> [Aufgabenstellung] Kopieren Sie die nachstehende Auflistung vollständig und zeichengenau, ohne eine Zeile auszulassen oder zu verändern.

----------------

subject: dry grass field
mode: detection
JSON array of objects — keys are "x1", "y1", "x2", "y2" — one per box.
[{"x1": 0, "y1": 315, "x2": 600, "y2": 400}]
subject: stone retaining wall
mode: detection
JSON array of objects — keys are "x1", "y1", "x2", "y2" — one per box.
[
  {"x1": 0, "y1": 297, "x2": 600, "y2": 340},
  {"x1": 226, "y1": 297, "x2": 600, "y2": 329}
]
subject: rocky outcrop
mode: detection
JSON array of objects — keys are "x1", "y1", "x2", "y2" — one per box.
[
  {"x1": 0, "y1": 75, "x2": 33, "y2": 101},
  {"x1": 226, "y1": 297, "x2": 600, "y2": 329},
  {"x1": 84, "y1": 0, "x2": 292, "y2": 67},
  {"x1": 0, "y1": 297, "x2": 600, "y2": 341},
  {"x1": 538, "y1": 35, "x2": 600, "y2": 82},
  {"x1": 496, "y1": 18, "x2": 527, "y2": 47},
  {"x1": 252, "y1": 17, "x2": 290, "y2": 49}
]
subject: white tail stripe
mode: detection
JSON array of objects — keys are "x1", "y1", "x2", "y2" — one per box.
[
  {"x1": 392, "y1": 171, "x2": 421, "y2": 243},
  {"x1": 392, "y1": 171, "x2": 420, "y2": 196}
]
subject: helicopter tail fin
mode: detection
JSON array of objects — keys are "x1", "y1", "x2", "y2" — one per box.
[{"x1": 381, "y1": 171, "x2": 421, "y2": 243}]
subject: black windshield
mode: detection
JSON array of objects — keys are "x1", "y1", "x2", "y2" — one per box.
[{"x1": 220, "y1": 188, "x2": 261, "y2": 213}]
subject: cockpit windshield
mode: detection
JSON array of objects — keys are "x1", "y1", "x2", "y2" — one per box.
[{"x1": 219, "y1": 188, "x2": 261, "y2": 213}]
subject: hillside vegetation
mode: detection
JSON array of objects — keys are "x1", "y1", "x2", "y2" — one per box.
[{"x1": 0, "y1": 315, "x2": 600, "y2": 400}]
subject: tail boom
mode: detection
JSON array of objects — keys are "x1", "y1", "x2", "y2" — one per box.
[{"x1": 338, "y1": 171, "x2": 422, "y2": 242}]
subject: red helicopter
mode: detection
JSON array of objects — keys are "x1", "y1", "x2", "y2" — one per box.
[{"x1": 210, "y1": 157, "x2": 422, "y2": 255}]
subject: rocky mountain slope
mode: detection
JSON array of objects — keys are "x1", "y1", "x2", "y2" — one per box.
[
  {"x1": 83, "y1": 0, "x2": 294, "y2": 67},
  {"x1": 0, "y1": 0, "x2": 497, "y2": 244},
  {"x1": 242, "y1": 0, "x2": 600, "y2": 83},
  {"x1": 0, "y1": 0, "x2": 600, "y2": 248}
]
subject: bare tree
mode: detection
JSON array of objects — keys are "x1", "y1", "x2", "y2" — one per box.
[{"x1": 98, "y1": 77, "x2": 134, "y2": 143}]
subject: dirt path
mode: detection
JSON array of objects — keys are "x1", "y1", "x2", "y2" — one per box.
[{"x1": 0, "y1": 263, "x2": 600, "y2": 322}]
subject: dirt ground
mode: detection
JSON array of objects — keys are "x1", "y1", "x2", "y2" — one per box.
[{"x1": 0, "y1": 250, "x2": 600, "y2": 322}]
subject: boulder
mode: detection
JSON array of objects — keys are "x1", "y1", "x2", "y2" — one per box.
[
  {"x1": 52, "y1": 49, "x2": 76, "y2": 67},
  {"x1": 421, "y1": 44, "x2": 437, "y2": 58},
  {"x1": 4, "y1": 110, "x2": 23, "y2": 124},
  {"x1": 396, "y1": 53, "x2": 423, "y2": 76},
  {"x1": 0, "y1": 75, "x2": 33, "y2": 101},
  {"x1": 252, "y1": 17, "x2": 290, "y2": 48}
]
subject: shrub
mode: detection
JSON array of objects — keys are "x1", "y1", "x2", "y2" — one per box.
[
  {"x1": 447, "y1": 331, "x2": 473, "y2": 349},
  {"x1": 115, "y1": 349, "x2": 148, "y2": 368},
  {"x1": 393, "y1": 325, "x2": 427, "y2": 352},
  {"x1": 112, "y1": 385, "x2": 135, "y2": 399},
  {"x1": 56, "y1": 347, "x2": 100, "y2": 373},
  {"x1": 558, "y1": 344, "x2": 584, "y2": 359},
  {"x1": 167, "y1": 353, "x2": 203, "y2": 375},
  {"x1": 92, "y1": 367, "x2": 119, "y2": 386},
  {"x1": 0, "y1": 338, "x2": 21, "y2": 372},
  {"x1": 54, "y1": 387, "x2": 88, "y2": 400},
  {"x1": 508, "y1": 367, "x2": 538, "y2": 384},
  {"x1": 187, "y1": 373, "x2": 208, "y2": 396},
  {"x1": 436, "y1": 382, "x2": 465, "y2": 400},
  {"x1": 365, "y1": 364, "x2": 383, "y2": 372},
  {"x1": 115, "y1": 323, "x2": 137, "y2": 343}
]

----------------

> [Lösung]
subject: dry grass field
mode: detection
JSON array of objects — keys are "x1", "y1", "x2", "y2" — one per box.
[{"x1": 0, "y1": 315, "x2": 600, "y2": 400}]
subject: stone retaining wall
mode: detection
JSON array of objects — keys are "x1", "y1", "x2", "y2" — one per box.
[
  {"x1": 0, "y1": 297, "x2": 600, "y2": 340},
  {"x1": 226, "y1": 297, "x2": 600, "y2": 329}
]
subject: rocky outcrop
mode: detection
JSON array of objects — keys are "x1", "y1", "x2", "y2" — one per box.
[
  {"x1": 0, "y1": 75, "x2": 33, "y2": 101},
  {"x1": 226, "y1": 297, "x2": 600, "y2": 329},
  {"x1": 84, "y1": 0, "x2": 292, "y2": 67},
  {"x1": 0, "y1": 297, "x2": 600, "y2": 341},
  {"x1": 538, "y1": 35, "x2": 600, "y2": 82},
  {"x1": 496, "y1": 18, "x2": 527, "y2": 47},
  {"x1": 252, "y1": 17, "x2": 290, "y2": 49}
]
subject: white tail stripe
mode: detection
JSON array of objects — keys are "x1", "y1", "x2", "y2" — one per box.
[
  {"x1": 392, "y1": 171, "x2": 421, "y2": 243},
  {"x1": 392, "y1": 171, "x2": 420, "y2": 196}
]
subject: helicopter tail fin
mode: detection
JSON array of objects — keys are "x1", "y1", "x2", "y2" — one per box.
[{"x1": 381, "y1": 171, "x2": 421, "y2": 243}]
subject: black windshield
mode: detection
JSON array of objects — keys are "x1", "y1", "x2", "y2" — one per box.
[{"x1": 220, "y1": 188, "x2": 261, "y2": 213}]
subject: cockpit windshield
mode: detection
JSON array of objects — keys are "x1", "y1", "x2", "y2" — one per box.
[{"x1": 219, "y1": 188, "x2": 261, "y2": 213}]
subject: hillside vegetation
mode: detection
JSON array of objects — keys are "x1", "y1", "x2", "y2" — one per box.
[{"x1": 0, "y1": 315, "x2": 600, "y2": 400}]
subject: tail boom
mode: detection
JSON array of objects — keys are "x1", "y1", "x2", "y2" — one per box.
[{"x1": 338, "y1": 171, "x2": 422, "y2": 242}]
subject: red helicopter
mode: detection
JSON array of objects — keys are "x1", "y1", "x2", "y2" — one per box.
[{"x1": 210, "y1": 157, "x2": 422, "y2": 255}]
subject: rocky mountain slope
mode: detection
JSON array of objects — keys are "x1", "y1", "x2", "y2" — one per box.
[
  {"x1": 83, "y1": 0, "x2": 294, "y2": 67},
  {"x1": 0, "y1": 0, "x2": 497, "y2": 244},
  {"x1": 242, "y1": 0, "x2": 600, "y2": 83},
  {"x1": 0, "y1": 0, "x2": 600, "y2": 248}
]
subject: bare tree
mode: detection
JSON array of objects — keys are "x1", "y1", "x2", "y2" — one per box.
[{"x1": 98, "y1": 77, "x2": 134, "y2": 143}]
subject: dirt path
mode: detection
JSON array of objects — keys are "x1", "y1", "x2", "y2" — one per box.
[{"x1": 0, "y1": 263, "x2": 600, "y2": 322}]
subject: dirt ground
mode: detection
JSON array of objects — keys are "x1", "y1", "x2", "y2" — one per box.
[{"x1": 0, "y1": 250, "x2": 600, "y2": 322}]
subject: boulder
mode: detection
JSON array of objects — keys are "x1", "y1", "x2", "y2" — one per box.
[
  {"x1": 52, "y1": 49, "x2": 76, "y2": 67},
  {"x1": 421, "y1": 44, "x2": 437, "y2": 58},
  {"x1": 4, "y1": 110, "x2": 23, "y2": 124},
  {"x1": 396, "y1": 53, "x2": 423, "y2": 76},
  {"x1": 0, "y1": 75, "x2": 33, "y2": 101},
  {"x1": 252, "y1": 17, "x2": 290, "y2": 48}
]
subject: shrub
mode: detection
JSON array of objects — keys are "x1", "y1", "x2", "y2" — one per box.
[
  {"x1": 447, "y1": 331, "x2": 473, "y2": 349},
  {"x1": 115, "y1": 349, "x2": 148, "y2": 368},
  {"x1": 393, "y1": 325, "x2": 427, "y2": 352},
  {"x1": 112, "y1": 385, "x2": 135, "y2": 399},
  {"x1": 56, "y1": 347, "x2": 100, "y2": 373},
  {"x1": 558, "y1": 344, "x2": 584, "y2": 359},
  {"x1": 167, "y1": 353, "x2": 203, "y2": 375},
  {"x1": 92, "y1": 367, "x2": 119, "y2": 386},
  {"x1": 0, "y1": 338, "x2": 21, "y2": 372},
  {"x1": 54, "y1": 387, "x2": 88, "y2": 400},
  {"x1": 508, "y1": 367, "x2": 538, "y2": 384},
  {"x1": 187, "y1": 373, "x2": 208, "y2": 396},
  {"x1": 436, "y1": 382, "x2": 465, "y2": 400},
  {"x1": 365, "y1": 364, "x2": 383, "y2": 372},
  {"x1": 115, "y1": 323, "x2": 137, "y2": 343}
]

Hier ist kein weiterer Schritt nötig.